=== Excerpt provided ===
"""

- The Washington Times - Tuesday, July 19, 2005

Babies who weigh only a pound or two at birth are far more likely to experience long-term health problems, functional deficits and intellectual limitations than those of normal birth weights, a new study says.

“The majority of babies born with extremely low birth weights do have major problems” that linger, Dr. Maureen Hack, professor of pediatrics at Rainbow Babies & Children’s Hospital in Cleveland, told The Washington Times.

Dr. Hack is the lead author of a report in yesterday’s issue of the Journal of the American Medical Association (JAMA) that compares the health outcomes at age 8 of 219 children with extremely-low birth weight (ELBW) born from 1992 to 1995 with 176 children born in that period who were of normal birth weight (NBW).

“Adjusting for sociodemographic status and sex, ELBW children had significantly more chronic conditions than NBW controls, including functional limitations (64 vs. 20 percent, respectively); compensatory dependency needs (48 percent vs. 23 percent); and services above those routinely required by children (66 vs. 27 percent),” the authors write.

An ELBW baby is one born after 22 to 23 weeks of gestation. Seventy percent of such ELBW infants survive today, she said, because of sophisticated neonatal technology. But she acknowledged that questions remain as to whether “extremely premature babies” are viable and should be resuscitated, given the tremendous costs for their care.



The researchers say “differences remained significant” even when 36 ELBW children with neurosensory impairments were excluded from the analysis.

According to the study:

• 14 percent of ELBW children have cerebral palsy; there were no such cases among NBW children.

• 21 percent of ELBWs have asthma; 9 percent of NBWs have the chronic disorder.

• 10 percent of ELBWs have vision less than 20/20; 3 percent of NBWs have poorer vision.

• 85 percent of ELBWs have a low intelligence quotient; 14 percent of NBWs have lower IQs than their peers.

• 47 percent of ELBWs have poor motor skills; 10 percent of NBWs have lesser skills.

The study points out that for every 100 children in each group, 24 more children in the ELBW group had lower IQs; 34 more in that group had a chronic condition; 43 more had a functional limitation; and 38 more received special medical, educational or other services.

"""

=== Recorded data ===
"""

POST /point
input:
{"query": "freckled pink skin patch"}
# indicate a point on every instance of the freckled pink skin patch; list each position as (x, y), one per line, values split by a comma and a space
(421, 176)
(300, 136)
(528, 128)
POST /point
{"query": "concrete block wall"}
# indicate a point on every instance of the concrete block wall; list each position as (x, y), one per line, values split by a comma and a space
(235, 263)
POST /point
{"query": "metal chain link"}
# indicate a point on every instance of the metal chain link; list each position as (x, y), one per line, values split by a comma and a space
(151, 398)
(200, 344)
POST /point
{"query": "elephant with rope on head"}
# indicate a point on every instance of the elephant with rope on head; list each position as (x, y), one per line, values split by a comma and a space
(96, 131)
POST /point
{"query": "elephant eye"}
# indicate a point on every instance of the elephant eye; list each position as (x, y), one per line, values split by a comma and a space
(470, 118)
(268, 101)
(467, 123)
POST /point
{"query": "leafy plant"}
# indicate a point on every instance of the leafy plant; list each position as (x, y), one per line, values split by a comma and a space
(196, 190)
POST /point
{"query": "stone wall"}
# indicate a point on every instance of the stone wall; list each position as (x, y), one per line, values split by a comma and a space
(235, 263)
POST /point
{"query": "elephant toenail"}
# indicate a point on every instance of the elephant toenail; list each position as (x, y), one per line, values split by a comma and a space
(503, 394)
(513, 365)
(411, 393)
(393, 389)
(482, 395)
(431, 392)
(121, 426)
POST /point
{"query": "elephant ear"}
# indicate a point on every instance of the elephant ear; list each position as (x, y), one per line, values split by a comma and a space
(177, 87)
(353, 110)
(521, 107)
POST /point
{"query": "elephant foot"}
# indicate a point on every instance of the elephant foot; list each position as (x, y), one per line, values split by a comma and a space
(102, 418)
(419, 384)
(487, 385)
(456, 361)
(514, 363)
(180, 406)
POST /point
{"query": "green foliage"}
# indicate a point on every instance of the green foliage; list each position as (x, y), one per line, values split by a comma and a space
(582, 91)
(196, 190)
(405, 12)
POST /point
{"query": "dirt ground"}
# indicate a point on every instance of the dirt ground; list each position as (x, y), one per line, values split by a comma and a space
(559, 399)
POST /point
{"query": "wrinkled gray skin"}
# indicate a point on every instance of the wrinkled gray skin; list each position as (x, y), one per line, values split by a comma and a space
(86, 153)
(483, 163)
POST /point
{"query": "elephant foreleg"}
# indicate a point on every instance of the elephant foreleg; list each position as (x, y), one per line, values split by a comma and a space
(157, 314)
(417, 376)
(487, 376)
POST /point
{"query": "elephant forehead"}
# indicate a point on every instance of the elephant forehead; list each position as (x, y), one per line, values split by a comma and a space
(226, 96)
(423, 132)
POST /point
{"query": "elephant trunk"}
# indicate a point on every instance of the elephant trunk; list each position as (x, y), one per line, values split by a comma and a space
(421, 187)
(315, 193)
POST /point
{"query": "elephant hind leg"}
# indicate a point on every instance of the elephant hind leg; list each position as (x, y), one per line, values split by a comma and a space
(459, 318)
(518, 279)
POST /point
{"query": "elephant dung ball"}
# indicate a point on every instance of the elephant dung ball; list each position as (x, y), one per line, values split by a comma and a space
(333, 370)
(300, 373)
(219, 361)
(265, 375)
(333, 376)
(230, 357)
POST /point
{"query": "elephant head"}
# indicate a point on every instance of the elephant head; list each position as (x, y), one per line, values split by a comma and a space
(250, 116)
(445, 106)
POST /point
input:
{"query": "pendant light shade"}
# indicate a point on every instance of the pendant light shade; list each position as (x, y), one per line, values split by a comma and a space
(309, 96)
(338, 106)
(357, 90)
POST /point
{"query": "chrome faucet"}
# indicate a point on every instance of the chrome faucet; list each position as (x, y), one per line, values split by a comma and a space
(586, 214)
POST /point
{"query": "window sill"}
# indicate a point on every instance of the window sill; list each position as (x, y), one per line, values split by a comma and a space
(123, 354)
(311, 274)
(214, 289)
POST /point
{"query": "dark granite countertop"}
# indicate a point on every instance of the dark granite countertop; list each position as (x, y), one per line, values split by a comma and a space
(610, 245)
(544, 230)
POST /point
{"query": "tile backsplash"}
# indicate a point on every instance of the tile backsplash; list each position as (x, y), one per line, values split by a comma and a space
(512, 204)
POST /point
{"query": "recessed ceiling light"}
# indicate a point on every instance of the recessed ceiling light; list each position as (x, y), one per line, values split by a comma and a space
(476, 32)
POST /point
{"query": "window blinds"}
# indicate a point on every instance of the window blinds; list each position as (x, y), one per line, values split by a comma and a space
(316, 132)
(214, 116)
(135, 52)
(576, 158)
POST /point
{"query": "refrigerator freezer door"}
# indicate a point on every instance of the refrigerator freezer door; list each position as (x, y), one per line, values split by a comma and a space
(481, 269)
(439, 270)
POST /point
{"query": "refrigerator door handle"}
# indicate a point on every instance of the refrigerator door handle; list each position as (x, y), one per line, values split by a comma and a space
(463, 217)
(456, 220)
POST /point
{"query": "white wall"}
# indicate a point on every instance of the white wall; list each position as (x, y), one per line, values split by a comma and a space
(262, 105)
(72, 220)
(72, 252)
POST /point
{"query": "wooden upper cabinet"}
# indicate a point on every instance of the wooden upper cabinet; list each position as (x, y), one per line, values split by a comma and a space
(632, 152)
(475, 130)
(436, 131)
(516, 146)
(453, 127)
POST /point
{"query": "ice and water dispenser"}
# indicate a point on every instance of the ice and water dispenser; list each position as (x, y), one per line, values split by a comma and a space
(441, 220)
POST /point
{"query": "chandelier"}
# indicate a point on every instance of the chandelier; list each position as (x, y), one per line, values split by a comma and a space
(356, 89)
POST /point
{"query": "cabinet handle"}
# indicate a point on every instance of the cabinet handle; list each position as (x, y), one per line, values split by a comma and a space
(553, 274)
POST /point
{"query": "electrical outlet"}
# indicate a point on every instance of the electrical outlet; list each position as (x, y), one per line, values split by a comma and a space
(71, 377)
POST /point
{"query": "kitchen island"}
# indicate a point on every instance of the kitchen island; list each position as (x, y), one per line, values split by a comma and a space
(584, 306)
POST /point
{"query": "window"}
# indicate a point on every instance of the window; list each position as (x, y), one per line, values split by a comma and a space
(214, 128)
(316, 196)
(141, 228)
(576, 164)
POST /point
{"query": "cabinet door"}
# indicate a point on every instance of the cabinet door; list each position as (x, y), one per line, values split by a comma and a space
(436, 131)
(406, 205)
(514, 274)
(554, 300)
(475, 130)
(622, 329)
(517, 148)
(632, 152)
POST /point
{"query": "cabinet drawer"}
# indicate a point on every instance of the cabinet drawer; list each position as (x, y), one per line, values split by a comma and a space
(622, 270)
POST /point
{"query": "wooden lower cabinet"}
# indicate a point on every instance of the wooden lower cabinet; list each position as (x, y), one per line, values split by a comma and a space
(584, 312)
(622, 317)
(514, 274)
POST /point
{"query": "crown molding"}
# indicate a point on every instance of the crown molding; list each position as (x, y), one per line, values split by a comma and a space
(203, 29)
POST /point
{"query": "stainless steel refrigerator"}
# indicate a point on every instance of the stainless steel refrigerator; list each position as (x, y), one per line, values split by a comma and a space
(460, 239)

"""

=== Assignment ===
Please state what percentage of extremely-low-birth-weight children in the birth-weight article have cerebral palsy. The records have no connection to the birth-weight article.

=== Response area ===
14 percent